→ Exercise requirements
Copy every row below word for word, leaving out the pictures.

→ Exercise material
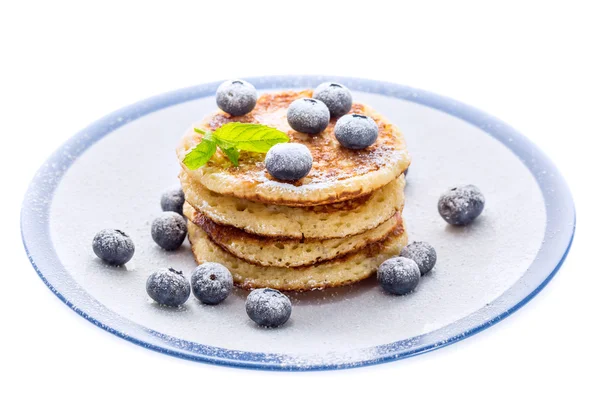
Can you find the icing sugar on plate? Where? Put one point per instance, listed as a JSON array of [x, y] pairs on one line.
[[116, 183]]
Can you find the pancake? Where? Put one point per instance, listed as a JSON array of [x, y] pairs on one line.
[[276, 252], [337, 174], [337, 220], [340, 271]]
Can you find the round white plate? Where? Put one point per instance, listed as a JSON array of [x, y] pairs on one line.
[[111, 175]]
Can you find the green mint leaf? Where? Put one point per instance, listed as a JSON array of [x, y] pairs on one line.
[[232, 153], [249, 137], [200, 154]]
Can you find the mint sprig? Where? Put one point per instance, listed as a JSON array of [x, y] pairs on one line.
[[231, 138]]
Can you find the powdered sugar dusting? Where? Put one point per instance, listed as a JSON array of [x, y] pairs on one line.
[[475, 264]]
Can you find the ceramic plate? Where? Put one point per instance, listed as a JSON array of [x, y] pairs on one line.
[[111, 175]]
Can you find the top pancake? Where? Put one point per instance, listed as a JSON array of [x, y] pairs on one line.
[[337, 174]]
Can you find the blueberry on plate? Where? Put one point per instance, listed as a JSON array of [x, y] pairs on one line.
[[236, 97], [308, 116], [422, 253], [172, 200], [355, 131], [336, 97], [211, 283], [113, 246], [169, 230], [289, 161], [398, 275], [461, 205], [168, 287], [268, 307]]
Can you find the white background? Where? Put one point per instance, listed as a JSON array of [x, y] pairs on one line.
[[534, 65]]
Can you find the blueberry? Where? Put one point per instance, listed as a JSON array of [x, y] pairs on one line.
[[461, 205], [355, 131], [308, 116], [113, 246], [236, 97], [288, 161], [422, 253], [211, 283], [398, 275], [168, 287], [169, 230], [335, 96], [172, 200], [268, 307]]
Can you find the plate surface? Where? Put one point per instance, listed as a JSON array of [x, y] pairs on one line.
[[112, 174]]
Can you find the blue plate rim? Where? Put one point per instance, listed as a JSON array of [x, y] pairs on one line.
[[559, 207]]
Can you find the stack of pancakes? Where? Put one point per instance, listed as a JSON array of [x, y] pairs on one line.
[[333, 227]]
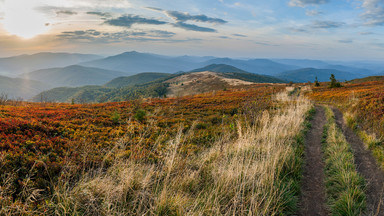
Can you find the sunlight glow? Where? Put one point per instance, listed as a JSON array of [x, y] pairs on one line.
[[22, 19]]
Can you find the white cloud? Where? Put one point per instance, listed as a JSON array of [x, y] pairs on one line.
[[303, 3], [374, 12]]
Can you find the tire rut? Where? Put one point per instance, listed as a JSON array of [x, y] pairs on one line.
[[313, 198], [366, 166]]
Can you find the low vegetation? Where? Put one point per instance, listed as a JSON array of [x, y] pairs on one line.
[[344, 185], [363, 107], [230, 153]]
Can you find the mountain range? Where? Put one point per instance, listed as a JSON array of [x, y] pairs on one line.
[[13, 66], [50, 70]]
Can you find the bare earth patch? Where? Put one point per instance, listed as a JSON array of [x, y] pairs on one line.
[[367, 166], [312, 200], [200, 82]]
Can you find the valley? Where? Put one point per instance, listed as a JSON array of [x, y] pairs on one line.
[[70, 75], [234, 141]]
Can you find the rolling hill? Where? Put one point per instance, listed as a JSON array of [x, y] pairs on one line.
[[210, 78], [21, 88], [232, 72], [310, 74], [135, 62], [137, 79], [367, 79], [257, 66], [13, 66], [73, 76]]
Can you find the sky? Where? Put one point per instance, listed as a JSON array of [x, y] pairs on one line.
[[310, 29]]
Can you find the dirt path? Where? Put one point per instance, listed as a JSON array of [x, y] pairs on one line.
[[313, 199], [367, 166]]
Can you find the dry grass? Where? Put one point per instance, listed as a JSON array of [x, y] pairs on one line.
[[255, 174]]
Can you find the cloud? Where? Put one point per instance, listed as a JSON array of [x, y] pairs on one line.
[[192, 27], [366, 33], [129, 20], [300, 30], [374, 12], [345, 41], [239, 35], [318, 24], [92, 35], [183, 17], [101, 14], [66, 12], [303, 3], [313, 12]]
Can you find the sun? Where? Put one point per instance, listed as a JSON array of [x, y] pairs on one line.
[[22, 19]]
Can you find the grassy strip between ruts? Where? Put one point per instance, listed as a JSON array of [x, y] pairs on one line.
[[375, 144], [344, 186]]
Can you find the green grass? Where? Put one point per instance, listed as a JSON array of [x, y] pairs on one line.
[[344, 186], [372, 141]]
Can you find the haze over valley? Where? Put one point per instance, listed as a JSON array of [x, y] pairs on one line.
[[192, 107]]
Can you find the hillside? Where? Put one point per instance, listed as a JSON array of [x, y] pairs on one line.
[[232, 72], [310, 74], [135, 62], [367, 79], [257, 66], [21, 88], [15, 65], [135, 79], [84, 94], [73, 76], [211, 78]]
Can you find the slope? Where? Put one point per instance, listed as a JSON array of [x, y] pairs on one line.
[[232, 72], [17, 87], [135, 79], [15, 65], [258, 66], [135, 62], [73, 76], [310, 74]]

→ Reply
Can you find the icing sugar on plate? Where? Put one point per instance, listed as a JSON array of [x, y] pairs on one line.
[[116, 183]]
Can you find the pancake? Where? Put one point per instance, listed as a JSON array of [x, y] pairs on one line.
[[276, 252], [337, 174], [337, 220], [340, 271]]
Can you find the round white plate? Where? Put one point per instance, listed as a JSON array of [x, y] pairs on one line.
[[111, 175]]
Can you find the green mint leaf? Where? Put one point per instance, listed as a JSON array of [x, y] pairs on one line.
[[232, 153], [249, 137], [200, 154]]
Can you find the mint sprig? Where? Put one point per instance, listed as a JSON array of [x, y] pairs on one line.
[[231, 138]]
Can you find the powdered sugar dusting? Where? Put one point per instance, listed as a JSON array of [x, y] pairs on one line.
[[475, 264]]
Can you find the ceramic plate? Where? Put one point per instance, listed as a JSON array of [x, y] pairs on one line.
[[111, 175]]
Can you find the top pancake? Where? Put one point per instance, listed as a JSON array of [x, y] pairs on one line.
[[337, 174]]
Can you find the blueberry on plate? Where? Put one point per instance, listed as a JSON array of [x, y] pairs on one line.
[[236, 97], [308, 116], [422, 253], [172, 200], [355, 131], [336, 97], [211, 283], [113, 246], [169, 230], [289, 161], [398, 275], [461, 205], [168, 287], [268, 307]]
Can you find the white background? Where? Put one point per instance, listed as a JSON array of [x, y] pairs on one line.
[[534, 65]]
Can you find the blueberry? Where? Put one point per instance, listed as a JSON array of [x, y] pairs on one line.
[[461, 205], [355, 131], [308, 116], [113, 246], [236, 97], [288, 161], [422, 253], [211, 283], [398, 275], [168, 287], [169, 230], [335, 96], [172, 200], [268, 307]]
Can you find the plate surface? Where? Put one point per instance, listed as a JSON array of [x, y] pairs on one line.
[[112, 174]]
Can you find the blue plate rim? Where? Put one point per instance, listed as a JSON array of [x, y] pairs on one line.
[[559, 207]]
Can you find the stack of pancakes? Where? Put one point per instance, listed as a JSON array of [x, y] pairs on one line.
[[333, 227]]
Can you find the sunlight glow? Where? Put one point per instance, listed as a JSON array of [x, y] pairs on one line.
[[22, 19]]
Can you find the white cloud? Where? Put one point per instance, listed as a JSON array of [x, y] pairs on one line.
[[303, 3], [374, 12]]
Can you find the tire rut? Where? Put one point per instance, listed as a JSON array of [x, y] pairs on one line.
[[313, 198], [366, 166]]
Can you find the low vegetation? Where? Put one point per instance, listed as a JSON array of [x, y] pairs on one line.
[[344, 185], [363, 107], [230, 153]]
Can you find the mountain range? Where? Put one point per instance, listed as a JSON array of [x, y] pairs on one line.
[[13, 66], [50, 70]]
Can you find the bare earth patch? Where? Put one point per instance, listed as a JSON array of [x, y] pairs on one line.
[[367, 166], [312, 200], [200, 82]]
Can you find the valley? Where? Put one point per instance, listed as a JSON array of [x, y] pairs on one line.
[[70, 75], [234, 141]]
Can you find the rolling hill? Where? Put one point per instance, listed as a JSON array of [x, y] pairs on one line.
[[210, 78], [21, 88], [232, 72], [310, 74], [135, 62], [137, 79], [367, 79], [257, 66], [13, 66], [73, 76]]
Can you find the sky? Where? Put one point per instance, listed as a JSON array of [x, y] pairs on one line.
[[310, 29]]
Can you find the dirt path? Where? Put one point per instance, listed as a JSON array of [x, y] pairs on one line.
[[313, 199], [367, 166]]
Can you find the dry grass? Where? Put one point per instance, listed as a JSON array of [x, y] pairs on one line.
[[255, 174]]
Can you find the cloud? Where? Put one point per instance, listed as a JSON array of [x, y] pairs on one line.
[[192, 27], [366, 33], [129, 20], [300, 30], [374, 12], [345, 41], [239, 35], [318, 24], [92, 35], [183, 17], [101, 14], [66, 12], [303, 3], [313, 12]]
Can you find the sun? Where? Put one point per instance, listed as a JSON array of [x, y] pairs on one line.
[[22, 19]]
Can you find the grassy strip between ruts? Where? Put one point per instance, listed as a JSON array of [x, y] pairs on one line.
[[375, 144], [344, 186]]
Can you find the green grass? Where? Put one point per instance, listed as a JSON array of [x, y] pairs on one line.
[[344, 186], [372, 141]]
Can you find the haze over valley? Where? Put one point per instance, listed as a JSON array of [x, y] pairs on one line.
[[192, 107]]
Can you find the hillside? Where? Put one point per instance, listed as a JSON array of [x, y] pairs on one line.
[[232, 72], [310, 74], [135, 62], [367, 79], [257, 66], [21, 88], [15, 65], [135, 79], [84, 94], [73, 76], [211, 78]]
Can you find the slope? Where? Put one point per instance, listed as a JSON array of [x, y] pairs on one line.
[[232, 72], [17, 87], [135, 79], [15, 65], [258, 66], [135, 62], [73, 76], [310, 74]]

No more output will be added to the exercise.